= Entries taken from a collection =
——
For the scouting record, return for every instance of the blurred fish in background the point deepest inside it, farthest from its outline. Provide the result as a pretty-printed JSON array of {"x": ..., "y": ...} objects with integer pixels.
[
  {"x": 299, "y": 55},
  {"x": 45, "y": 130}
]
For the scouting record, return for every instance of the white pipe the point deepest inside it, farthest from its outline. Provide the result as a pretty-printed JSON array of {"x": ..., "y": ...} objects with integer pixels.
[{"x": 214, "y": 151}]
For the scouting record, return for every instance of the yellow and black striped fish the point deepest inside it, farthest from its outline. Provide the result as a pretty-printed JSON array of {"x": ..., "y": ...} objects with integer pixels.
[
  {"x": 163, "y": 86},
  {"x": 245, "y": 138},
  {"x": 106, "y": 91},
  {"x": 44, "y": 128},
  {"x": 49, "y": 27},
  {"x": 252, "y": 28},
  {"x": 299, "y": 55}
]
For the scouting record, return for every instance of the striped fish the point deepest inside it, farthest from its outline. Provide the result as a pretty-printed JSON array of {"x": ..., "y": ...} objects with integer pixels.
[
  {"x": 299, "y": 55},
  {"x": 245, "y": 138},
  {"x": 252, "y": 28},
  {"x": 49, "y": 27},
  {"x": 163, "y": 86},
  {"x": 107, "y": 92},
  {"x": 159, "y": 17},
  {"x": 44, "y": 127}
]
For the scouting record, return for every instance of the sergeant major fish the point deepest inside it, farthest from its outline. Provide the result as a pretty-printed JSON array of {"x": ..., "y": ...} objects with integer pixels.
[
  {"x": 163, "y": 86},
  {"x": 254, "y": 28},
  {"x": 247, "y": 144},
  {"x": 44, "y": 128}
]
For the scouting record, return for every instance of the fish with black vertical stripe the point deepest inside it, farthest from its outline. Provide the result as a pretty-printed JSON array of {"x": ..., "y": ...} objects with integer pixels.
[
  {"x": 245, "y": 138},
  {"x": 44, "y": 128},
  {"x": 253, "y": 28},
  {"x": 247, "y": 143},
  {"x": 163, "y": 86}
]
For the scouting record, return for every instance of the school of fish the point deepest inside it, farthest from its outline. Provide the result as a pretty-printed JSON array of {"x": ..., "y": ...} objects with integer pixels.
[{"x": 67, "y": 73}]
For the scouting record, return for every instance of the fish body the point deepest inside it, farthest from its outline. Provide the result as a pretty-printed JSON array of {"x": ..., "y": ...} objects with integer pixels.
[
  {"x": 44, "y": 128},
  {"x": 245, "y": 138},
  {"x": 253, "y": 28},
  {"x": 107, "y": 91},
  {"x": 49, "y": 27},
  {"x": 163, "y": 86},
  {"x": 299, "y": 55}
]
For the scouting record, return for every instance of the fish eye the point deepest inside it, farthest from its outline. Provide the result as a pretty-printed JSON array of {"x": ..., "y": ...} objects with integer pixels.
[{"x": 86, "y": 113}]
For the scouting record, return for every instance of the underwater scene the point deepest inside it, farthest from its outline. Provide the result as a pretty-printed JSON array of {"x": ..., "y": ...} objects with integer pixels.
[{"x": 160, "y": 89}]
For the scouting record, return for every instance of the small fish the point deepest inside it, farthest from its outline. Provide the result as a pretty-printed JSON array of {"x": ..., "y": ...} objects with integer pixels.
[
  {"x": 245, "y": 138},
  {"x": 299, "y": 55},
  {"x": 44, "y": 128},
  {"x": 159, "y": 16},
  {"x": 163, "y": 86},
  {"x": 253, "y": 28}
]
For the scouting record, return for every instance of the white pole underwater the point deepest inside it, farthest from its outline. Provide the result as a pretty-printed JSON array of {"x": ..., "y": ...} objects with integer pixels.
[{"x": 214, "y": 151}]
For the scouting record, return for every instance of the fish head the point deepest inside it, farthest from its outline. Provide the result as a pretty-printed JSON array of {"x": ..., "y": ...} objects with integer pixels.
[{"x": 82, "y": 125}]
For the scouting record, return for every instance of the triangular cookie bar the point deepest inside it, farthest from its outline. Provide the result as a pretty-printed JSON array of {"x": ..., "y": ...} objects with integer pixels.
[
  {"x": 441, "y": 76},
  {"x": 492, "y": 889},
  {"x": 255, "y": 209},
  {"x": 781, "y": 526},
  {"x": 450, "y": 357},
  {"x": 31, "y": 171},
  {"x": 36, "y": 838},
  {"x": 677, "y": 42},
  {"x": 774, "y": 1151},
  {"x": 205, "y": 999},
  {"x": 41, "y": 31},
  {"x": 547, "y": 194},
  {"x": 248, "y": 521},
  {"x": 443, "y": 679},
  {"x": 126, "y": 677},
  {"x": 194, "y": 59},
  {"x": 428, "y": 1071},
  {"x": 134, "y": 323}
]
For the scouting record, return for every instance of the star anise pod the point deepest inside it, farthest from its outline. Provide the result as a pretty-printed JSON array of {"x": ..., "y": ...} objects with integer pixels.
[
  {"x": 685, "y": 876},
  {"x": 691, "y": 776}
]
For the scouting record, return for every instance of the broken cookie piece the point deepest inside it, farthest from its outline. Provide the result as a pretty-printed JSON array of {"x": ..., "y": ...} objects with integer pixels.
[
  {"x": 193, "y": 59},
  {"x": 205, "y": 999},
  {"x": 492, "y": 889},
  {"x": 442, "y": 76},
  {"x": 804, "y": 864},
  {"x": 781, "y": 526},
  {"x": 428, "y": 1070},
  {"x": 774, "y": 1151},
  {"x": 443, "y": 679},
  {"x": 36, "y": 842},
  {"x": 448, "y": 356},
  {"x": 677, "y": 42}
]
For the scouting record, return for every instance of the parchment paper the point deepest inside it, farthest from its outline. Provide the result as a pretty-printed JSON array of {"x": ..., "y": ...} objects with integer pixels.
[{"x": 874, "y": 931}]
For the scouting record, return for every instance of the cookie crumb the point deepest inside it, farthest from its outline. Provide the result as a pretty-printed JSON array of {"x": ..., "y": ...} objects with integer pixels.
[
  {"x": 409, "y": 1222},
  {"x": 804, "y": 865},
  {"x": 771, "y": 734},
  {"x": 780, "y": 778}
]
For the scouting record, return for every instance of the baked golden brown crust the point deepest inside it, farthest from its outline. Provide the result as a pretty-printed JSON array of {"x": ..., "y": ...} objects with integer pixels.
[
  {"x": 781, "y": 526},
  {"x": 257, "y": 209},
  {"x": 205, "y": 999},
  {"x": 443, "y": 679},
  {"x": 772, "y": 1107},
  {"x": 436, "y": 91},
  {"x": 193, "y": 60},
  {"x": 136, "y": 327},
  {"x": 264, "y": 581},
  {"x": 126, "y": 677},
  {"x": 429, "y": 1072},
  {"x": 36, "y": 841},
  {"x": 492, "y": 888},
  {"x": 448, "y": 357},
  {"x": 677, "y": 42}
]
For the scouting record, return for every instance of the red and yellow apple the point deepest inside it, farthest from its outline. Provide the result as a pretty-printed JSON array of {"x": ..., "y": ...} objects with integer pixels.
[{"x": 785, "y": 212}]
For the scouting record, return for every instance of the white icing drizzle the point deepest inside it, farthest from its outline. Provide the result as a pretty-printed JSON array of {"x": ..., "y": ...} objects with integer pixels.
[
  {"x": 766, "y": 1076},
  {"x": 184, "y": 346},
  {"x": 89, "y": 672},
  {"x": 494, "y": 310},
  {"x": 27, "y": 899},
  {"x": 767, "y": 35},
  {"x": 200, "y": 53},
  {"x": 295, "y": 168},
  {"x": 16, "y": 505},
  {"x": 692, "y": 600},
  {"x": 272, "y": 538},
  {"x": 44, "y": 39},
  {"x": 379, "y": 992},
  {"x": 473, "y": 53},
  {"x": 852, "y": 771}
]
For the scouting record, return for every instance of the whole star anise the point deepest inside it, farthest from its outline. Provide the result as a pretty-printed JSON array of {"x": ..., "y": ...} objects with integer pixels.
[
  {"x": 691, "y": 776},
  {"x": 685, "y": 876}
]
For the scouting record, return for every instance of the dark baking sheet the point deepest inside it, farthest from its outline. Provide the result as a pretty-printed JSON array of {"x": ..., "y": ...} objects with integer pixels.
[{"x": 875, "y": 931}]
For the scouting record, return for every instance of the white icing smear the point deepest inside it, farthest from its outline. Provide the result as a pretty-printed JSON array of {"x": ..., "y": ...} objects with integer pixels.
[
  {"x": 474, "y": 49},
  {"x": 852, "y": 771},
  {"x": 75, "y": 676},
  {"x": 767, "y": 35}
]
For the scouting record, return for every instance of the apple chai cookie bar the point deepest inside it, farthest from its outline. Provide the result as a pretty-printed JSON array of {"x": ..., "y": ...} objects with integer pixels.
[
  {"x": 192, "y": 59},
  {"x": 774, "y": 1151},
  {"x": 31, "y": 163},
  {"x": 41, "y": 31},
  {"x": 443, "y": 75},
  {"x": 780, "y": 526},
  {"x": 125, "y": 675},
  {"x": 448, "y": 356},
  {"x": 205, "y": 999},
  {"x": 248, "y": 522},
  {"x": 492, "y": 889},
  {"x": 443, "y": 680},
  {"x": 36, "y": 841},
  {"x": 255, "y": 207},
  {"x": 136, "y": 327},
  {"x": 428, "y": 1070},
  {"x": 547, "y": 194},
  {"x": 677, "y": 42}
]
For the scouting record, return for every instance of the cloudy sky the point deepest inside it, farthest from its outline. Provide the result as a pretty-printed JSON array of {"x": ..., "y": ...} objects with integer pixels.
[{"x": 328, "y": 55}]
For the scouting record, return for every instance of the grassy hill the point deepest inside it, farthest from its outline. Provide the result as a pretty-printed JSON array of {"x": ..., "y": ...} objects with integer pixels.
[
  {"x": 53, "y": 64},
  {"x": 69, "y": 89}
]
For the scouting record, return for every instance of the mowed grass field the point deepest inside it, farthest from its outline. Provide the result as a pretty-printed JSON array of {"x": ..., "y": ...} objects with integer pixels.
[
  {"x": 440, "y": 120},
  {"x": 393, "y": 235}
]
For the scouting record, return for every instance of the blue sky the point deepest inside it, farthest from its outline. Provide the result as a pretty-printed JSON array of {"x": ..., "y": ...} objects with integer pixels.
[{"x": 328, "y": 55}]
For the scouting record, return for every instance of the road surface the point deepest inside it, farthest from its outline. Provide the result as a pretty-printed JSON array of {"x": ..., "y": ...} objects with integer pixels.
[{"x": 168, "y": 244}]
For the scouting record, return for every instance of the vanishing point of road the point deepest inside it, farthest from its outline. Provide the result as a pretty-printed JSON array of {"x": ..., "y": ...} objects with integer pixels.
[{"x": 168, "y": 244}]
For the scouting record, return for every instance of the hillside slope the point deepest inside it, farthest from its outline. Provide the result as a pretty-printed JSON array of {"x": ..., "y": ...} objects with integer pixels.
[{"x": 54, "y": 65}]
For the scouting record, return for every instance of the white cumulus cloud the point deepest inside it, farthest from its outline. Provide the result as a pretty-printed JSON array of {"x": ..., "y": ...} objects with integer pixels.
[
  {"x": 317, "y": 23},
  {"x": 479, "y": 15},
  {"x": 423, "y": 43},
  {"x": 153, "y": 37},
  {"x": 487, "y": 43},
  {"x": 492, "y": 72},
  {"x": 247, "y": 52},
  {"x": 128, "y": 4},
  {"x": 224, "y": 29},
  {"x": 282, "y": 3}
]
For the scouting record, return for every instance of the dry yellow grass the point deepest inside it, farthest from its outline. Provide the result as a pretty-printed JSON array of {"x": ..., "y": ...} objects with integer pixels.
——
= WORK REQUEST =
Print exactly the lines from the one with "of the hillside" through the end of the data, inclusive.

= OUTPUT FOR THIS TASK =
For the scouting record, return for every instance of the hillside slope the point deepest inside it, farthest from its outline. Provide the result as a pretty-printed JSON array of {"x": ..., "y": ...} objects with integer pixels.
[{"x": 54, "y": 65}]
For the scouting record, return for every instance of the white cumulus cloud the point deepest inside it, farthest from its outline. Provide the result as a pretty-printed JSON array of {"x": ..., "y": ...} objects with integer pixels.
[
  {"x": 317, "y": 23},
  {"x": 479, "y": 15},
  {"x": 423, "y": 43},
  {"x": 153, "y": 37},
  {"x": 487, "y": 43},
  {"x": 492, "y": 72},
  {"x": 247, "y": 52},
  {"x": 128, "y": 4},
  {"x": 224, "y": 29},
  {"x": 282, "y": 3}
]
For the scouting record, return for every instance of the dry yellow grass the point deepest inside it, farthest from its outline. Provide the result as a pretty-printed JSON array of {"x": ..., "y": ...} objects with integer pixels.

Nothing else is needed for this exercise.